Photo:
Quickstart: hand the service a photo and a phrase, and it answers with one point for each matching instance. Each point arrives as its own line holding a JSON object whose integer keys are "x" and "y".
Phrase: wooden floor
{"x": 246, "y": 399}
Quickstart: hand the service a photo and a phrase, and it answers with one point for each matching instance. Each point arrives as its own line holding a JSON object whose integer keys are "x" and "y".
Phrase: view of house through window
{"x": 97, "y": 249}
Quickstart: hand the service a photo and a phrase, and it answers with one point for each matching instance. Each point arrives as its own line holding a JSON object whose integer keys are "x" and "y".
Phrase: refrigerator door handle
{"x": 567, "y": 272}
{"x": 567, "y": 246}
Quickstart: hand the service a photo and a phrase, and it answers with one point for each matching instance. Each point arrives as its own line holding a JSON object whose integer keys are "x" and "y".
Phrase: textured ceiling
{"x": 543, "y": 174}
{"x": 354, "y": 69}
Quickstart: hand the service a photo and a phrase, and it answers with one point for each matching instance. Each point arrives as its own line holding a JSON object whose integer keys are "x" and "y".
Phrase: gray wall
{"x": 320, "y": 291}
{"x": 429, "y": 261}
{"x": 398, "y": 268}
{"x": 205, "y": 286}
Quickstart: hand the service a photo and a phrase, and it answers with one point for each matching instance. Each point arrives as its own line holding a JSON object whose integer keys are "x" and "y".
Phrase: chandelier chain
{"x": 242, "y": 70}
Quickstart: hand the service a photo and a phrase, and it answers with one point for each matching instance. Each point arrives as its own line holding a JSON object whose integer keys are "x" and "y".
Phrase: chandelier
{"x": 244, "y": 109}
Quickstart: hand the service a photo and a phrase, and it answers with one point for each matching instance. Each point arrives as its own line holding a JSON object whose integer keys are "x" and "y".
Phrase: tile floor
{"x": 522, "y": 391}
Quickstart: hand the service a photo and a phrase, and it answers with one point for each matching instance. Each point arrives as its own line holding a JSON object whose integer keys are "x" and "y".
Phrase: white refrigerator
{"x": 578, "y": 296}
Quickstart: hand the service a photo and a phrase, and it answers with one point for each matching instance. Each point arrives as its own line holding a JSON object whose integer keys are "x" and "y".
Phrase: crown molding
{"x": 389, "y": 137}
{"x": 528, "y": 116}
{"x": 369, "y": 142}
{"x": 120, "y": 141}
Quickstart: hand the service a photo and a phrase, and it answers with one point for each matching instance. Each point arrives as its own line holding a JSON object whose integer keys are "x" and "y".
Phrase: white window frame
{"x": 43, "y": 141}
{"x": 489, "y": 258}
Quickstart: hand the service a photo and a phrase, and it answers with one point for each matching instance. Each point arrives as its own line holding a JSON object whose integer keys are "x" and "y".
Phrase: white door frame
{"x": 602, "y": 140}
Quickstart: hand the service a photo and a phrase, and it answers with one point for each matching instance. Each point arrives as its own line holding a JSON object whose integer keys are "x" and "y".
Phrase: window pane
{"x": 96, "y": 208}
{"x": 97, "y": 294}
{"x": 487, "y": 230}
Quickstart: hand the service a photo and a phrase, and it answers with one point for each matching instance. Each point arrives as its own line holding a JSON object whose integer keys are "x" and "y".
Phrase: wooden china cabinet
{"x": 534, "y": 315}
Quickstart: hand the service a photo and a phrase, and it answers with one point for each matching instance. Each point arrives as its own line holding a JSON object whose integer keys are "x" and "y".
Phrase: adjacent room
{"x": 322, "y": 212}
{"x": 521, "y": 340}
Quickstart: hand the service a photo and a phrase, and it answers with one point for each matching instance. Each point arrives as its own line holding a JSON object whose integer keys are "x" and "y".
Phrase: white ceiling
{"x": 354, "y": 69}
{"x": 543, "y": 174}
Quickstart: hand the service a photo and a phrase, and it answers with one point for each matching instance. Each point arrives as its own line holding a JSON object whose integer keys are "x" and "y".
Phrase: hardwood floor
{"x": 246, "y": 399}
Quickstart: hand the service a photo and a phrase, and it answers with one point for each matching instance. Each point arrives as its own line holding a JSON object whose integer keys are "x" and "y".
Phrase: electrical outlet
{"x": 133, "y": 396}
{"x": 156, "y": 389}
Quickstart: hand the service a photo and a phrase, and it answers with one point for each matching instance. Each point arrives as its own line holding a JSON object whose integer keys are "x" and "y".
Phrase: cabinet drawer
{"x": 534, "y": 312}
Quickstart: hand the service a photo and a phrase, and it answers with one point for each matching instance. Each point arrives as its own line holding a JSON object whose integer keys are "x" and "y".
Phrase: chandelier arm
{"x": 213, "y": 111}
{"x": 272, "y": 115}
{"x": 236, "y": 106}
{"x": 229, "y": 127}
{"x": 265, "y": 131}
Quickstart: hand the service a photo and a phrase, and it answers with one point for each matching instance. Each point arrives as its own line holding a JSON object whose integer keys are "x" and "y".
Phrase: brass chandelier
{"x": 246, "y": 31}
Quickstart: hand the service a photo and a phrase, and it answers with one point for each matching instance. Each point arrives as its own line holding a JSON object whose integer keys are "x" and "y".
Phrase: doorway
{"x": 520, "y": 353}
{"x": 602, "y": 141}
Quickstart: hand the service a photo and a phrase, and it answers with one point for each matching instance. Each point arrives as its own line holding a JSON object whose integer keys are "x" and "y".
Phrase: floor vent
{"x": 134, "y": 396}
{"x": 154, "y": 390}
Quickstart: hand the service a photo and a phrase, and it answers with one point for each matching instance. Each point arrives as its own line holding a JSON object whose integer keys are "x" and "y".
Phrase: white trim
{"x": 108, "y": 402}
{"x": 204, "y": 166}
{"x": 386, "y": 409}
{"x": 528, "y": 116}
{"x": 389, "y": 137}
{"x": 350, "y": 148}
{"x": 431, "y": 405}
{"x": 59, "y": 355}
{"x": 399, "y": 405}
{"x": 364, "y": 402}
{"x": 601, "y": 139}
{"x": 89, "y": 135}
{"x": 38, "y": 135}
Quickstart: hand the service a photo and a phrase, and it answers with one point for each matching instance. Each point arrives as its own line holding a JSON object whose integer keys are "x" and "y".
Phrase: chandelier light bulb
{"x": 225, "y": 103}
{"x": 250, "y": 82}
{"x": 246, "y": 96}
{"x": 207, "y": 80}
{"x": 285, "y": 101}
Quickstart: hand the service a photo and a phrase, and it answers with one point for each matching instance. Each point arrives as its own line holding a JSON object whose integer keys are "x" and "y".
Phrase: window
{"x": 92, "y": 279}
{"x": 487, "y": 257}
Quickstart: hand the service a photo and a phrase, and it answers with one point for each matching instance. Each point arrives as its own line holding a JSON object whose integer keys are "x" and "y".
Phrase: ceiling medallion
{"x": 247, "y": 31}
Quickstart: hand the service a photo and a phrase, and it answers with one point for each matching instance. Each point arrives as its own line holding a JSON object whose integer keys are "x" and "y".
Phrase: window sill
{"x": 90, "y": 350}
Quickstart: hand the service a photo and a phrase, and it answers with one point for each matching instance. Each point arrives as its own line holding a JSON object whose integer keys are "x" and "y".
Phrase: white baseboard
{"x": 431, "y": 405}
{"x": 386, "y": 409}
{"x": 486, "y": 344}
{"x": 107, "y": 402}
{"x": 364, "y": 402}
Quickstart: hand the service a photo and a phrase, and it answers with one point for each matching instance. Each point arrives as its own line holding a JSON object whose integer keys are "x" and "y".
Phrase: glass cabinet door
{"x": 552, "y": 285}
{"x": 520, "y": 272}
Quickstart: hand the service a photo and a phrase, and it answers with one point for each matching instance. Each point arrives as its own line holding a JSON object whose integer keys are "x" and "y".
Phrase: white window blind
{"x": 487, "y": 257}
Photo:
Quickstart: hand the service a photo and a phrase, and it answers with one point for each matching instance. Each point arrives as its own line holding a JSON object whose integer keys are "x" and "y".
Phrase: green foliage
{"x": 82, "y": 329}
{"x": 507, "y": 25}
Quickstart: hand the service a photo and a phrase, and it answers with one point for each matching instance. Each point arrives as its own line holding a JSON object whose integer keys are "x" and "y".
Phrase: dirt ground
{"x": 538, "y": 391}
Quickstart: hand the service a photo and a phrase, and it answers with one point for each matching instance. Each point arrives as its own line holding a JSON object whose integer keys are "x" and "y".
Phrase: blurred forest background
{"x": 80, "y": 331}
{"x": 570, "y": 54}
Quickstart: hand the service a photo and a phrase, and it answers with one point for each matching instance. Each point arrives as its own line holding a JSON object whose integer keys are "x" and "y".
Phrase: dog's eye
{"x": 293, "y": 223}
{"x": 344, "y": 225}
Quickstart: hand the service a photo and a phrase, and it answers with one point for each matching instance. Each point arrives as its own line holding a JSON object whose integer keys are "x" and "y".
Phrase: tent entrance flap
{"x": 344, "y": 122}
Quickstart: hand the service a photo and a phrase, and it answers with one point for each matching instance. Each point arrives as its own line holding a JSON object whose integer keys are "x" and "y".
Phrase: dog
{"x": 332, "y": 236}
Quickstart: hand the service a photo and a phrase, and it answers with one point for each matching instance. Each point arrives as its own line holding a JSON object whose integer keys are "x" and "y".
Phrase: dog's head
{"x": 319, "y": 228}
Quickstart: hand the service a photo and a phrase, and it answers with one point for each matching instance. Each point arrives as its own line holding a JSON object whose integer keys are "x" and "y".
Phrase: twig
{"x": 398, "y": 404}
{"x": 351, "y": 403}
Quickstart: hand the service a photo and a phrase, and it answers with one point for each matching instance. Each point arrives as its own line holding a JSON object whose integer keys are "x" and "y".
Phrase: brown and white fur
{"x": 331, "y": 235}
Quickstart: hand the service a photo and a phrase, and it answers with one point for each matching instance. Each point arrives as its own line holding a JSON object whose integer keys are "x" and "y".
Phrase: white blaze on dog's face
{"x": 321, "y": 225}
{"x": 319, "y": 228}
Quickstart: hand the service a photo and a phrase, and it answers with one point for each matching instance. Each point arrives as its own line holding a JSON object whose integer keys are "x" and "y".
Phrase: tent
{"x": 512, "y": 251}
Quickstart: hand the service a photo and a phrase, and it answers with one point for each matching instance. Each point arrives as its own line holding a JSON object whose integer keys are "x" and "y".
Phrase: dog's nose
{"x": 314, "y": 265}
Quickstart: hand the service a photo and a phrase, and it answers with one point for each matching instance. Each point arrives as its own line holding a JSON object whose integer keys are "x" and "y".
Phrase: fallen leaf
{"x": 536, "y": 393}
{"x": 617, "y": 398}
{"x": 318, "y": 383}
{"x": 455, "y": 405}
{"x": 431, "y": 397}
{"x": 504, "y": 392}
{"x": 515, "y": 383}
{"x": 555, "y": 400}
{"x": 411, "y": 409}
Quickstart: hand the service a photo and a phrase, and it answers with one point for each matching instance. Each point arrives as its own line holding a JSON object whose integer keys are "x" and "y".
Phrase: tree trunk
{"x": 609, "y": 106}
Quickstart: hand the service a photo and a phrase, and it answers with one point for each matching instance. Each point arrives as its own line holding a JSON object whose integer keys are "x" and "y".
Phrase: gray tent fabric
------------------------
Description of the task:
Select each line of the listing above that contains the string "refrigerator".

The answer:
Phrase: refrigerator door handle
Phrase: white refrigerator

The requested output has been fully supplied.